TEXT BLOCK below:

Bill Walsh, copy editor and witty authority on language, dies at 55

Last edited Wed May 3, 2017, 12:50 PM - Edit history (1)

I love the obits. I'm going through a pile of them. There's no hurry; the subjects will be just as dead.

The comments are grate great.

Bill Walsh, copy editor and witty authority on language, dies at 55



[font size=1]Washington Post copy editor and author Bill Walsh. (Jacqueline Dupree)[/font]

By Adam Bernstein March 15

Bill Walsh, a Washington Post copy editor who wrote three irreverent books about his craft, noting evolutions and devolutions of language, the indispensability of hyphens and his hostility toward semicolons, and distinctions — for the sake of clarity — between Playboy Playmates and Playboy Bunnies, died March 15 at a hospice center in Arlington, Va. He was 55. ... The cause was complications from bile-duct cancer, said his wife, Jacqueline Dupree, a Post informational technology specialist.

End of TEXT BLOCK.

▸ **QUESTIONS**
1. Set down, word for word, the stretch of the Bill Walsh text from "I love the obits." through "informational technology specialist.".
2. Write the next part of the Bill Walsh text, starting right after its final sentence.

EXTRACTED ENTRIES below:

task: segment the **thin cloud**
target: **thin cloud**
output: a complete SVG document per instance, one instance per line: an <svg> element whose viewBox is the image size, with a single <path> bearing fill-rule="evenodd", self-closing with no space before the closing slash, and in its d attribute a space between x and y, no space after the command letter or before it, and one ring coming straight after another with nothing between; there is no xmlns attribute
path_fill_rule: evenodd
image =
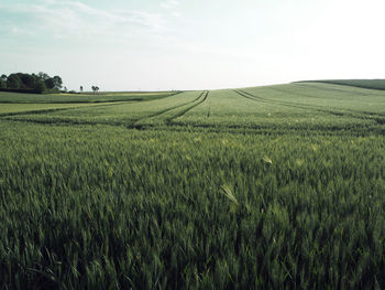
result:
<svg viewBox="0 0 385 290"><path fill-rule="evenodd" d="M165 29L166 22L160 13L106 11L79 1L43 0L35 4L3 4L1 10L23 17L22 23L11 23L13 32L29 28L38 32L51 32L56 37L156 34Z"/></svg>
<svg viewBox="0 0 385 290"><path fill-rule="evenodd" d="M168 0L168 1L162 2L161 7L163 7L165 9L175 9L179 4L180 4L180 2L178 0Z"/></svg>

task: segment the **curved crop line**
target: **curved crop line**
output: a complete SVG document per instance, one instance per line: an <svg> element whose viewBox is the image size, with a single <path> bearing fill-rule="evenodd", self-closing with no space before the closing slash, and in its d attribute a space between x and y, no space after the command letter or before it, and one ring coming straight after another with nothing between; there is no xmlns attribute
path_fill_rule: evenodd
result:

End of EXTRACTED ENTRIES.

▸ **PER-TASK ANSWERS**
1.
I love the obits. I'm going through a pile of them. There's no hurry; the subjects will be just as dead.

The comments are grate great.

Bill Walsh, copy editor and witty authority on language, dies at 55



[font size=1]Washington Post copy editor and author Bill Walsh. (Jacqueline Dupree)[/font]

By Adam Bernstein March 15

Bill Walsh, a Washington Post copy editor who wrote three irreverent books about his craft, noting evolutions and devolutions of language, the indispensability of hyphens and his hostility toward semicolons, and distinctions — for the sake of clarity — between Playboy Playmates and Playboy Bunnies, died March 15 at a hospice center in Arlington, Va. He was 55. ... The cause was complications from bile-duct cancer, said his wife, Jacqueline Dupree, a Post informational technology specialist.

2.
In the hurly-burly of a newsroom, where even the best reporters have widely varying degrees of grammatical competence, copy editors are the often unheralded guardians of language and common sense. They are the front-line mud soldiers in an endless war against bad spelling, ill-considered sentence construction and factual errors. ... They prevent English teachers everywhere from wincing. They save behinds. ... By many accounts, Mr. Walsh stood at the zenith of his profession.
....

The publication American Journalism Review once described Mr. Walsh as “the undisputed king of copy bloggers.” He dubbed his long-running editing and grammar website The Slot, after the nickname for the central location the copy chief traditionally occupied in the newsroom. In the era before computers, rank-and-file copy editors sat along the edge, or “rim,” of the copy desk, tossing headlines and stories to the chief in the center, or “slot.” ... Among other positions during his 20 years at The Post, Mr. Walsh served as the copy chief of the National and Business desks.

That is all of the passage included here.